TEXTE SOURCE
────────

Date
Instance
REC BE Marque
EASYBANK Numéro de dépôt
Déposant
BANK FÜR DIE ARBEIT UND WIRTSCHAFT Aktiengesellschaft Texte
R.G. n° 2001/AR/2075
ARBEIT UND WIRTSCHAFT Aktiengesellschaft contre BBM
La cour d’appel de BRUXELLES, huitième chambre,
après en avoir délibéré, prononce l’arrêt suivant :
Prononcé: 9 septembre 2003
R.G. n° 2001/AR/2075
en cause de
La société de droit autrichien BANK FÜR DIE
ARBEIT UND WIRTSCHAFT Aktiengesellschaft,
dont le siège social est à A-1010 Vienne, 2‑4 Seitzergasse,
Autriche,
demanderesse,
représentée par Maître Paul Maeyaert, avocat à
1080 Bruxelles, avenue du Porte 16;
contre
LE BUREAU BENELUX DES MARQUES,
administration commune aux pays du Benelux, créée en vertu de la Convention
Benelux en matière de marques de produits, dotée de la personnalité
Juridique, dont le siège est à La Haye (Pays-Bas), Bordewijklaan 15,
défenderesse,
représentée par Maître Ludovic De Gryse, avocat
à 1060 Bruxelles, rue Henri Wafelaerts 47‑51;
Quant à la procédure.
1. Par acte introductif d’instance, la cour est saisie en application de l’article 6ter de la loi uniforme Benelux sur les marques relativement à une décision portant refus d’enregistrer un dépôt qui a été notifiée le 7 juin 2001 par le Bureau Benelux des Marques.
2. La requête a été déposée le 6 août 2001 au greffe de la cour dans le délai légal et en la forme régulière.
3. Les conseils des parties ont été entendus à l’audience du 10 juin 2003.
Les faits et l’objet de la demande.
4. La demanderesse a effectué le 9 juillet 1999, par l’intermédiaire de son mandataire, le dépôt du signe verbal 'Easybank' aux fins d’enregistrement d’un dépôt international de marque présenté à l’OMPI à Genève, avec demande de protection notamment dans le Benelux.
Le dépôt, portant le numéro IR 717.713, a été effectué pour les produits visés en classe 36, à savoir les assurances, les affaires financières, les affaires monétaires, la banque, les services bancaires et les services immobiliers.
5. Le Bureau Benelux des Marques, ci-après en abrégé le BBM, a communiqué le 27 juin 2000 à l’OMPI que l’enregistrement du signe était refusé provisoirement.
Il est indiqué comme motif : défaut total de caractère distinctif.
Par lettre du 29 décembre 2000, le mandataire de la demanderesse a fait opposition au refus.
Après une réplique du 18 janvier 2001, le BBM a, par lettre du 7 juin 2001, communiqué son refus définitif d’enregistrer le dépôt au mandataire de la demanderesse.
6. La demanderesse allègue contre la décision de refus que le caractère distinctif a été apprécié erronément, principalement parce que le signe n’a pas été considéré dans sa globalité, mais dans ses parties constitutives.
Elle renvoie dans ce contexte à une décision du Tribunal de première instance des CE concernant son dépôt d’une marque communautaire ‘Easybank', dont le refus a été annulé par une chambre de recours de l’OHMI, refus qui était motivé par le caractère exclusivement descriptif du signe pour les ‘services bancaires en ligne’.

────────

DONNÉES FOURNIES
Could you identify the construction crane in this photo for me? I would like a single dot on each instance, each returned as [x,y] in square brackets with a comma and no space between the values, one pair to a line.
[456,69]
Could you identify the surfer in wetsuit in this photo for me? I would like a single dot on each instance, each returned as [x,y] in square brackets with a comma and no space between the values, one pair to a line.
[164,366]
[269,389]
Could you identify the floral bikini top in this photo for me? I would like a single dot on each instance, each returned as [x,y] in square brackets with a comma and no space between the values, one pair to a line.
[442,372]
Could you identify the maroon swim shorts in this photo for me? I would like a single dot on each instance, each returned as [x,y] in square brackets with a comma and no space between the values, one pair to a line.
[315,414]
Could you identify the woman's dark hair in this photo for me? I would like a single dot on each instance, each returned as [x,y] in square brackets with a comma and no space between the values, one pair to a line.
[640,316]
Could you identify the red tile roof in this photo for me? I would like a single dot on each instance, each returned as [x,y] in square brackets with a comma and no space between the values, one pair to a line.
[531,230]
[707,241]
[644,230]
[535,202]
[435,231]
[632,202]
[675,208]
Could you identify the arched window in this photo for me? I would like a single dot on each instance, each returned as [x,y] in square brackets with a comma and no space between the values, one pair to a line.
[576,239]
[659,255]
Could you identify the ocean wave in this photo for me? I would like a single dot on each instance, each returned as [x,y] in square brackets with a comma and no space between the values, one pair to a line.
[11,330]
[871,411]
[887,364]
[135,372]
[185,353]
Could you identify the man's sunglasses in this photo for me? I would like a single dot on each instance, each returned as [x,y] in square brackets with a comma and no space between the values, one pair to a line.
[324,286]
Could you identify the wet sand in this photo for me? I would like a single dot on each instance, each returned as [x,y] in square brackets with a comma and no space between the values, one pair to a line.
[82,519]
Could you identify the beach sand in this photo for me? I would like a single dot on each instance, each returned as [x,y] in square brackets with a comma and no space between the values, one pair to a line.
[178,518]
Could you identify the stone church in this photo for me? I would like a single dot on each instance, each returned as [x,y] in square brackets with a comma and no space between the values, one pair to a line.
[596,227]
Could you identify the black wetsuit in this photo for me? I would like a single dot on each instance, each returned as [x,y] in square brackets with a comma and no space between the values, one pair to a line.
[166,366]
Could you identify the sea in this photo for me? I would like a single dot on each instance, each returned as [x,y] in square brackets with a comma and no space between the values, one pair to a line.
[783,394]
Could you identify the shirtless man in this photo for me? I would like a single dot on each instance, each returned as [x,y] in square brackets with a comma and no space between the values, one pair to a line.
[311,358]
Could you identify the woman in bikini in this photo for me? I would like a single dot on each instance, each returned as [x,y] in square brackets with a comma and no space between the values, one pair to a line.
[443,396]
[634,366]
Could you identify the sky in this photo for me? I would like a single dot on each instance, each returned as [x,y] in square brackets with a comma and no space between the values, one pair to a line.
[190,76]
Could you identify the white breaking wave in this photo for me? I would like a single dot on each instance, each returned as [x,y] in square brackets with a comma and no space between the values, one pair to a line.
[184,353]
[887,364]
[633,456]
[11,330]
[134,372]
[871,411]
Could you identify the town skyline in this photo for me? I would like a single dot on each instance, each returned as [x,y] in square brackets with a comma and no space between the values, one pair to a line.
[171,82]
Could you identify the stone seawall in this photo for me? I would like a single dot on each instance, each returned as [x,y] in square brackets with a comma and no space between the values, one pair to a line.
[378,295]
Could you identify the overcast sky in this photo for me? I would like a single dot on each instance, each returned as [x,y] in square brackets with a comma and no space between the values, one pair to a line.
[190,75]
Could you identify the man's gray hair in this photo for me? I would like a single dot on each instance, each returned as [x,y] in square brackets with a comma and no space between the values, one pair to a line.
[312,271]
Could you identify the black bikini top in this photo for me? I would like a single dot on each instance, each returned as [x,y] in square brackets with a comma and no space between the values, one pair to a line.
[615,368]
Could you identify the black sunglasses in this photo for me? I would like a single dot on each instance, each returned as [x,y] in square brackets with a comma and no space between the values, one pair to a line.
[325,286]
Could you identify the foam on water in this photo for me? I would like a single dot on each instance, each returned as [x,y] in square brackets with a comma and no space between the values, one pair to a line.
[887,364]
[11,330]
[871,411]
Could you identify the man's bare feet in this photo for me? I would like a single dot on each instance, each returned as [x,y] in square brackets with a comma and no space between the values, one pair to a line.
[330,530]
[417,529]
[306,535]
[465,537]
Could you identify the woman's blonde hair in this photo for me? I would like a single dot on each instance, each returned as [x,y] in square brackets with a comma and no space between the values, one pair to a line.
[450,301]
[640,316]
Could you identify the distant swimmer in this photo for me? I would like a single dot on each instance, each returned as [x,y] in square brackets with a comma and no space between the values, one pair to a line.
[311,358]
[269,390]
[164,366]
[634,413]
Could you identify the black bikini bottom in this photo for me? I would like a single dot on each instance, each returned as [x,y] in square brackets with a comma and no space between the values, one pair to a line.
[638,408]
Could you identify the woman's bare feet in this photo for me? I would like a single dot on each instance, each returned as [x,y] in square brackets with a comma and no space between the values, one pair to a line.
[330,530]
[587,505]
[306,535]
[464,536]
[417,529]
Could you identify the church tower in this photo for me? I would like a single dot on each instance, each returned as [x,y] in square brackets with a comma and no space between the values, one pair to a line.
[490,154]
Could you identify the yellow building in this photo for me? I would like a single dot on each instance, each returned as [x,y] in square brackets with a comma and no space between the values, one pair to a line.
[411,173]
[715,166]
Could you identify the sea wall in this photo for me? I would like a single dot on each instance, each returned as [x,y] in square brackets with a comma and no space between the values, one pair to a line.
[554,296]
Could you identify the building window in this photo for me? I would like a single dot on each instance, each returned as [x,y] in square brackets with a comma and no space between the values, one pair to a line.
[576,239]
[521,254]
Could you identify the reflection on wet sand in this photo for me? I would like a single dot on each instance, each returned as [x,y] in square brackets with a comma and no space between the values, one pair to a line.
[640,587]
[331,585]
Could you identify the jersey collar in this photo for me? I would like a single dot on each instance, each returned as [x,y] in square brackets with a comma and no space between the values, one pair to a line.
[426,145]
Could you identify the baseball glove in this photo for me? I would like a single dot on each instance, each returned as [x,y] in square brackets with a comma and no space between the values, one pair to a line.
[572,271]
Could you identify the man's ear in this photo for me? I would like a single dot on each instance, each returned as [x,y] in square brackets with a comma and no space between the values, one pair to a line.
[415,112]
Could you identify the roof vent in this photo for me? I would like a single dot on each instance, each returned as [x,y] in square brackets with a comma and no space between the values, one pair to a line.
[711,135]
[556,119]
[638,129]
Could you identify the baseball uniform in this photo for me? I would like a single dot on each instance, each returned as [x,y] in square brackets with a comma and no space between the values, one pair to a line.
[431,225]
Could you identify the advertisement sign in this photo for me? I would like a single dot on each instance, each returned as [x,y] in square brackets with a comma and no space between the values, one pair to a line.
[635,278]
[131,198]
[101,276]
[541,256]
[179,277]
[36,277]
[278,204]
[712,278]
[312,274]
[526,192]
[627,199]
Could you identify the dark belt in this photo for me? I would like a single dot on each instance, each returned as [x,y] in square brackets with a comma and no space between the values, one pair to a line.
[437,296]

────────

CONSIGNE DE L'EXERCICE
Recopiez à l'identique le passage de l'arrêt qui s'ouvre sur les mots « Il est indiqué » et s'achève sur « de la demanderesse. ». Le matériel fourni n'intervient pas dans cet exercice.

RÉPONSE COMPLÈTE
Il est indiqué comme motif : défaut total de caractère distinctif.
Par lettre du 29 décembre 2000, le mandataire de la demanderesse a fait opposition au refus.
Après une réplique du 18 janvier 2001, le BBM a, par lettre du 7 juin 2001, communiqué son refus définitif d’enregistrer le dépôt au mandataire de la demanderesse.